» **Extracted entries**
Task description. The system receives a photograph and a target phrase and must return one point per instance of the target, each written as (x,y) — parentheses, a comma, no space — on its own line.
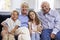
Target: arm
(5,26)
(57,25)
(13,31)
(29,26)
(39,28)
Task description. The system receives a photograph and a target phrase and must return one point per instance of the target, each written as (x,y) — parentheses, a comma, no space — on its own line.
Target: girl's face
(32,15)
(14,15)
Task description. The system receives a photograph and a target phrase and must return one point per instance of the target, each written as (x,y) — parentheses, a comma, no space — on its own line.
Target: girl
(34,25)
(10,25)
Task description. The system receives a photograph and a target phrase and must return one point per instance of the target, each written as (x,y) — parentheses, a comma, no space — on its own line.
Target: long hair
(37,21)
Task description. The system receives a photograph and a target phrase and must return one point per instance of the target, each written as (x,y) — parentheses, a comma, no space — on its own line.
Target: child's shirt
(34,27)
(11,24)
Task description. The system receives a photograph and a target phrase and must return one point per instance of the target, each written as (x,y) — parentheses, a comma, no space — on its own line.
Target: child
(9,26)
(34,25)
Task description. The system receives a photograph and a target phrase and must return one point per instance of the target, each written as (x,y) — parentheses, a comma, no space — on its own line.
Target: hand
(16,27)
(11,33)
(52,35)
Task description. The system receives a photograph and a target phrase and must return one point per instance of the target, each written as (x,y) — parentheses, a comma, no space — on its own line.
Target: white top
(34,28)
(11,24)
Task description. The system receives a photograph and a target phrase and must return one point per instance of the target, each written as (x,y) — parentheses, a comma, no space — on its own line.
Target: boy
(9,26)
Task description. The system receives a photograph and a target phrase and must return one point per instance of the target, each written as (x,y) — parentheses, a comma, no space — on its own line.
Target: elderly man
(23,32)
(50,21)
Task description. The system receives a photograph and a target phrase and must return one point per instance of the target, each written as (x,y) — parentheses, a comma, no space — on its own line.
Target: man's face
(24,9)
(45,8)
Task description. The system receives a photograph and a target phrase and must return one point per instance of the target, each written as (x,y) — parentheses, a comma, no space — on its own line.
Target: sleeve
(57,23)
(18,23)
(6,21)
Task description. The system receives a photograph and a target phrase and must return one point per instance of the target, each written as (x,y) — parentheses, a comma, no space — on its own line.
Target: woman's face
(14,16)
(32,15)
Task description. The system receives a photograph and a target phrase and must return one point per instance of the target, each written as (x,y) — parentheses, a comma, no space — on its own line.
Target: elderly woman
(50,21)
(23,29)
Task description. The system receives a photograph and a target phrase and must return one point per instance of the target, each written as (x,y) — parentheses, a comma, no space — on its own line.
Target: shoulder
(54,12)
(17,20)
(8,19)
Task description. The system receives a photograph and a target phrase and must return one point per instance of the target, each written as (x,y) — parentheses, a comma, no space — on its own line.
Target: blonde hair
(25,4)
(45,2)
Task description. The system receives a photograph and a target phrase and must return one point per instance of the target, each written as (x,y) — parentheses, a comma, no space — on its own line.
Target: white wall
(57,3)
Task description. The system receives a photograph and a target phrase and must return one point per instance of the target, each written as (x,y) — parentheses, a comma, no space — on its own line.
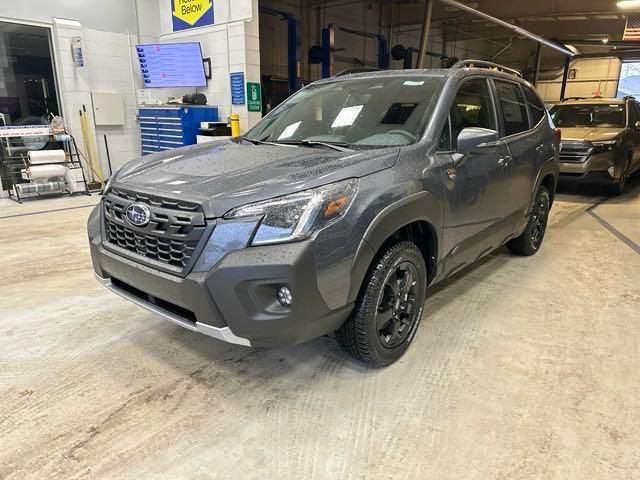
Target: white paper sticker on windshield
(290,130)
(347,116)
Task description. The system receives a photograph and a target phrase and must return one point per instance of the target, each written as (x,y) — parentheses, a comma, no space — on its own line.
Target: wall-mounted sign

» **Required work**
Report each line of the entries above that contains the word "hair", copying every such line in full. Case counts.

» **Task response**
Target: long hair
Target: blonde hair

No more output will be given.